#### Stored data

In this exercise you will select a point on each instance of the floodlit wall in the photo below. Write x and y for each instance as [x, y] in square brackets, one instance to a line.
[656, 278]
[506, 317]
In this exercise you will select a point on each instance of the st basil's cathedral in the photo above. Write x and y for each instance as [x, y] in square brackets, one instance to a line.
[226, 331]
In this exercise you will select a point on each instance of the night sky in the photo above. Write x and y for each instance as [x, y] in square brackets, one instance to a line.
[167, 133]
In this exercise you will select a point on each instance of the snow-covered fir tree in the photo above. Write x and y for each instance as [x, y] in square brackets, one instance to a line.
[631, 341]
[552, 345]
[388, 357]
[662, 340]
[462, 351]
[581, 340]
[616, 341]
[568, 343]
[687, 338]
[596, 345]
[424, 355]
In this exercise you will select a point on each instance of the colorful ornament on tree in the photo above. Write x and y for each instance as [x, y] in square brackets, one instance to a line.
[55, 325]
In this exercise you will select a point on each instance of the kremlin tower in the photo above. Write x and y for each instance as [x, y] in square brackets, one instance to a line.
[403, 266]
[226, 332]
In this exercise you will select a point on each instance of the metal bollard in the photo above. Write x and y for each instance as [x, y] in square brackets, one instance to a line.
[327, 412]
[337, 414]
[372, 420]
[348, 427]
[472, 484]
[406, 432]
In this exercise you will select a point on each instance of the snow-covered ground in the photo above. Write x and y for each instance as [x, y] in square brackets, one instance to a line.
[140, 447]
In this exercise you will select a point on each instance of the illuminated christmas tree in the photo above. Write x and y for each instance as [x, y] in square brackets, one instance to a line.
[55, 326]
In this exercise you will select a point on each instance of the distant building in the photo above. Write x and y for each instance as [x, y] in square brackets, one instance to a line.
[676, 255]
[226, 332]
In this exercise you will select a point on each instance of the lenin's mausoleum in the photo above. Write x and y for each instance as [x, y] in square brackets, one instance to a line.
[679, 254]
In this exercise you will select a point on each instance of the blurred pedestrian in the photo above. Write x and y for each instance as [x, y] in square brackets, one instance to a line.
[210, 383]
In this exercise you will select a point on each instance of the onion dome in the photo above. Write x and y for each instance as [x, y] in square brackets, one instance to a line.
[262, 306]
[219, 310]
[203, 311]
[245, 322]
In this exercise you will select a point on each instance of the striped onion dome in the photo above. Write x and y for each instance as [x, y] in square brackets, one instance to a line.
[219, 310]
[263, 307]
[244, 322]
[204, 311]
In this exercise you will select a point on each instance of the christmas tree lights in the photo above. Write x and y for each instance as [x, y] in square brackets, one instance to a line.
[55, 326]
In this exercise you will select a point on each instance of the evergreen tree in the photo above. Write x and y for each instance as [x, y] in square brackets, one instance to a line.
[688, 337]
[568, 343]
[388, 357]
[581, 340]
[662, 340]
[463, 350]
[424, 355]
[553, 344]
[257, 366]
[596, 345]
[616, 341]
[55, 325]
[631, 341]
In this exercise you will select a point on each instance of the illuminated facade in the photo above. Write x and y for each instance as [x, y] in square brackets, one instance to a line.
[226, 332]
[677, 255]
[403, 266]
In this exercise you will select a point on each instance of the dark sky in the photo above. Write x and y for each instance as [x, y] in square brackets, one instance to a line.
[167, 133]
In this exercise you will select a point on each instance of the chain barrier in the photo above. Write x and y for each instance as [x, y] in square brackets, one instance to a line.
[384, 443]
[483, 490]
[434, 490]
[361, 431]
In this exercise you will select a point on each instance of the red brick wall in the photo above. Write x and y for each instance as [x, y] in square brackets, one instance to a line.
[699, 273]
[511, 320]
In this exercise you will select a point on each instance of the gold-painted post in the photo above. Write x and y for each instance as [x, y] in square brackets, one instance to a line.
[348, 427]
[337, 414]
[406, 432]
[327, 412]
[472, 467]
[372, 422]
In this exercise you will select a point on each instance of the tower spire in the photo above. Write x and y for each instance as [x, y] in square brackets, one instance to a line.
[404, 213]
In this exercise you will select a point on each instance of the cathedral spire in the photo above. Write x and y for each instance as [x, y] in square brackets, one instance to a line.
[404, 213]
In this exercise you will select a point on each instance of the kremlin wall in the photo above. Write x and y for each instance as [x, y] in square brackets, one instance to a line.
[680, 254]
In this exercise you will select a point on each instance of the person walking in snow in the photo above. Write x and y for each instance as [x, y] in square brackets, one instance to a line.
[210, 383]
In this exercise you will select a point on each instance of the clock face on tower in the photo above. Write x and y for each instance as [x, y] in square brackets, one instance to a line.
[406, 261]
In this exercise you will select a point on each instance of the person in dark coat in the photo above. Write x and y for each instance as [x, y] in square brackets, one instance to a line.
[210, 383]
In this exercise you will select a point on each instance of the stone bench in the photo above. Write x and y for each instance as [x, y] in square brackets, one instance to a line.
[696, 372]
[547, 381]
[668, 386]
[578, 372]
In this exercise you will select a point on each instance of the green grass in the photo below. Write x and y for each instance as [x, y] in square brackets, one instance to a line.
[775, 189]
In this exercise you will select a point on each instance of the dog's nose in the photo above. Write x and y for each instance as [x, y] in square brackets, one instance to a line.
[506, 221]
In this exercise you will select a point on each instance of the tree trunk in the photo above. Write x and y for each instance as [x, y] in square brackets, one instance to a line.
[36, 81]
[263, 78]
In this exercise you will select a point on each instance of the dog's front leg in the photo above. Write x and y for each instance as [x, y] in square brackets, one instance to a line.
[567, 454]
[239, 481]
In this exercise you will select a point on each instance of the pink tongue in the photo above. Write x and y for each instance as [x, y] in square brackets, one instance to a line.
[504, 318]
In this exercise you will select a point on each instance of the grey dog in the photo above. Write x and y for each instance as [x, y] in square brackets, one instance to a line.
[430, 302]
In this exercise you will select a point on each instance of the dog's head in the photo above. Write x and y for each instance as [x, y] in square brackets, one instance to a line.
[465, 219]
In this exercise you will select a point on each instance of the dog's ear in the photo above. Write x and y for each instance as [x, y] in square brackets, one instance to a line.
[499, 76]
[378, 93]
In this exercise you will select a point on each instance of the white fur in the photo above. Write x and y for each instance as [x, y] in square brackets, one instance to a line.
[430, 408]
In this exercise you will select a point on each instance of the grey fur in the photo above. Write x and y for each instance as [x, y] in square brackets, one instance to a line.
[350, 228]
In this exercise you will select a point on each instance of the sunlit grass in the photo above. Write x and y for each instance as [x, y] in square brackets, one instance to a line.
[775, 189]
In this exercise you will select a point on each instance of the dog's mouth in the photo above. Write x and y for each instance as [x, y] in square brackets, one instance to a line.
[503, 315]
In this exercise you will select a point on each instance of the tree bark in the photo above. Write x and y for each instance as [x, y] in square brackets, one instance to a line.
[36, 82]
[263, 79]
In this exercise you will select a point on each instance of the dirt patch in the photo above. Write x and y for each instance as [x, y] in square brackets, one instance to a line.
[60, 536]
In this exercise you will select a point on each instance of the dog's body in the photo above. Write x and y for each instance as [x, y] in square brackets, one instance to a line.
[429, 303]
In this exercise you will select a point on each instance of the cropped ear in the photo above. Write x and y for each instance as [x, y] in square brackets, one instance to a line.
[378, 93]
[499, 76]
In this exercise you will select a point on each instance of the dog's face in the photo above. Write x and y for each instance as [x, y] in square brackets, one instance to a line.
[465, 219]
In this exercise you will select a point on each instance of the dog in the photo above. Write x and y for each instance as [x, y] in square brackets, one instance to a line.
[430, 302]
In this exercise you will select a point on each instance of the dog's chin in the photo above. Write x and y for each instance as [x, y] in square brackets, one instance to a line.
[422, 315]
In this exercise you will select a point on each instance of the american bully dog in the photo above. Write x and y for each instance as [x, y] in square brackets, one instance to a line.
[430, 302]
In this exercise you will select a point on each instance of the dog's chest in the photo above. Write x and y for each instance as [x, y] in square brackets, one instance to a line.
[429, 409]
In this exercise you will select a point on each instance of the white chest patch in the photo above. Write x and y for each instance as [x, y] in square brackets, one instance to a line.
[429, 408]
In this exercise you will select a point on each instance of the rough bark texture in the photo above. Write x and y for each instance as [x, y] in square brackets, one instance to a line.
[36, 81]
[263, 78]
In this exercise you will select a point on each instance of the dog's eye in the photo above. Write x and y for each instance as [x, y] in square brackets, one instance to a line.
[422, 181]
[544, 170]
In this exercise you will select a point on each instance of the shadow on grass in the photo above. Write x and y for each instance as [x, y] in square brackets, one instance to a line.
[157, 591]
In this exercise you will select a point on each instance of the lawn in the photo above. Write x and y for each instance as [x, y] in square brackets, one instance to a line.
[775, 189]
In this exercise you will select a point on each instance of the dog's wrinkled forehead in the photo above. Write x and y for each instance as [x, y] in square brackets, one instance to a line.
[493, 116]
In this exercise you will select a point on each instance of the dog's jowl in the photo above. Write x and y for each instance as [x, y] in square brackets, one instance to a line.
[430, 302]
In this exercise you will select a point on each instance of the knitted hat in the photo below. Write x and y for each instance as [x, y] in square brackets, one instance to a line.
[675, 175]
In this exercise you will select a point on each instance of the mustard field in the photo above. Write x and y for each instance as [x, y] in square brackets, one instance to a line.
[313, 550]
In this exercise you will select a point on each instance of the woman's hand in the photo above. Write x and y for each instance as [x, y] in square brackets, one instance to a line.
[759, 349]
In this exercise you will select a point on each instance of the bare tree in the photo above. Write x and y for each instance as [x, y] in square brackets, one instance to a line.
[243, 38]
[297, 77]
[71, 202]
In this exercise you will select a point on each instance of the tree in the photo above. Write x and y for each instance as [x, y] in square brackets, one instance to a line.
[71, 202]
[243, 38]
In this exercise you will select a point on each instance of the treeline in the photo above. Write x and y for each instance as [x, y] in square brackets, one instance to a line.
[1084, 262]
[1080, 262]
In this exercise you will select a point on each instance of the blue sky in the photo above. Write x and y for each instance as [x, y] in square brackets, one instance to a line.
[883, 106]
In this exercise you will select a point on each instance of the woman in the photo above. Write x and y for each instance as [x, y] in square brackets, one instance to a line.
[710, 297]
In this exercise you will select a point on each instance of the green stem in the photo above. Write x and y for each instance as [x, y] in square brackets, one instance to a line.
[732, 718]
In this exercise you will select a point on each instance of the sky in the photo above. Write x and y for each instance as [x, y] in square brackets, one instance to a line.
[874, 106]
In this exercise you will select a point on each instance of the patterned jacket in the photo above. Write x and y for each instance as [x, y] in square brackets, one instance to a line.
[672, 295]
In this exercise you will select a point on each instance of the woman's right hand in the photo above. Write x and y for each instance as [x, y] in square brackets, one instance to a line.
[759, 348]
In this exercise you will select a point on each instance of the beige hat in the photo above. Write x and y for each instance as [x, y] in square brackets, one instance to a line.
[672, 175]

#### What is required
Quote only the lines from the line containing "of the bare" through the end of the entries, keeping the first and the last.

#### Exercise result
In this exercise you will select a point on each instance of the bare tree in the photo above. Write x and y for each instance as [x, y] in square brackets, one instance to a line.
[243, 38]
[297, 77]
[71, 202]
In this exercise you will select a point on each instance of the tree in the photo above. Write x and y for each instance as [x, y] in square brackets, one instance to a line.
[71, 202]
[243, 38]
In this exercise you will select a point on each instance of the treeline in the photo above. Write x and y for each instance as [x, y] in square brackets, one instance to a line.
[1084, 262]
[1080, 262]
In this exercise you will select a point on each instance of the blue sky in the photo above. Write x and y for each instance as [x, y] in square brackets, one instance to a line.
[883, 106]
In this exercise you will select a point on each instance of the woman in the photo above. Write x and y for each instance as [x, y] in square brackets, one instance to a line.
[710, 297]
In this exercise you will select a point on each instance of the green stem in the photo above. Write x and y for each instance as [x, y] in square brackets, one instance to a line.
[732, 718]
In this exercise you will select a point on each instance of the sky in the photo above. Write x and y for each instance as [x, y] in square brackets, one instance to a line.
[874, 106]
In this exercise you will select a point on each instance of the patterned jacket in the photo above. Write x and y for each instance as [x, y] in square brackets, one instance to a line.
[672, 295]
In this exercise you will select a point on each instance of the woman's right hand in the photo above. Write x and y for each instance as [x, y] in square brackets, one instance to a line.
[759, 348]
In this exercise you will select a point on each instance of the beige hat in the photo above. Write x and y for each instance as [x, y] in square brackets, one instance to a line.
[672, 175]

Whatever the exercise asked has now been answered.